EXCERPTED TEXT:

==*==

While platforms and smartphones were mapping the world in precise detail, transforming it if not in its own image then maybe in its aesthetics, maps of the internet—and particularly the internet as manifested in the world—were only becoming more illegible. Gone were the days of logical nodes and an internet so small that it could fit on a printed “road map.” All that can be learned from visualizations like the now-ubiquitous 2005 map of network connections by Matt Britt is that the internet is an unfathomably complex place, an infinite maze. The only way to navigate that dense complexity was via the platforms, which ranked, indexed, streamlined, and mapped the internet into pristine dashboards, news feeds, and eerily accurate product recommendations. Much as Google Maps and smartphones atrophied innate senses of direction, platforms atrophy the capacity for wandering through the web in search of questions and connections rather than instantaneous answers or desultory dopamine hits from the “like” button.
The tendency of users to remain in filter bubbles and propagation of myopic communities via platforms and recommendation engines has been well-documented, as has the tendency of these narrow environments to enable mass harassment, misinformation, and propaganda campaigns. In response, companies offer resources on media literacy and piecemeal hiring of content moderators or fact-checkers. But placing the onus on individuals to season their news feeds with opposing viewpoints (rather than, say, designing a platform optimized for bringing multiple viewpoints to users) or assuming the issue is the ability to critically discern sources (rather than recognizing that many users are entirely media-literate but happen to hold racist or fascist beliefs) suggests platforms consider power something that the invisible hand of the market has clumsily pushed them into against their will, and not something abused in the absence of a meaningful praxis. Furthermore, it assumes that greater legibility of a user and their nuanced perspectives is a desirable outcome. Users have agency to reshape the territory of their digital bubble, but they remain mapped subjects.

==*==

DATA EXTRACT:
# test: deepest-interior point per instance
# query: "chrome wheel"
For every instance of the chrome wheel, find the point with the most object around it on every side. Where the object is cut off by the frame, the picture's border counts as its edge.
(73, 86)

==*==

WORK TO COMPLETE:
A: In the passage on platforms and internet maps, who made the 2005 map of network connections?
B: Extend the passage on platforms and internet maps, picking up after its final sentence.

FINAL ANSWERS:
A: Matt Britt

B:
There is some irony to the mapping impulse of platform companies, insofar as they largely emerge from landscapes historically willfully in denial of their own spatial confines. As a place in public imagination, Silicon Valley is more often defined by its companies than its geography. This, in part, might be ascribed to the particular way most tech companies inhabit these suburban cities on the San Francisco Bay Peninsula: on campuses, enclaves set apart from the day-to-day of the cities they inhabit. To claim that Facebook has “offices” in Menlo Park doesn’t really do justice to the experience of driving along its particular expanse of the Bayfront Expressway where its formerly-Sun Microsystems compound and its Frank Gehry-designed expansion loom in the distance. Today’s platforms inherit a landscape architecture and urban planning approach pioneered in the 1950s and 1960s. The corporate campus and suburban sprawl is not an invention of Facebook or Apple so much as the natural habitat from which their particular worldview might emerge. No landscape could inspire the dream of the autonomous vehicle more than traffic on the southbound 101 trying to make the Moffett Field exit.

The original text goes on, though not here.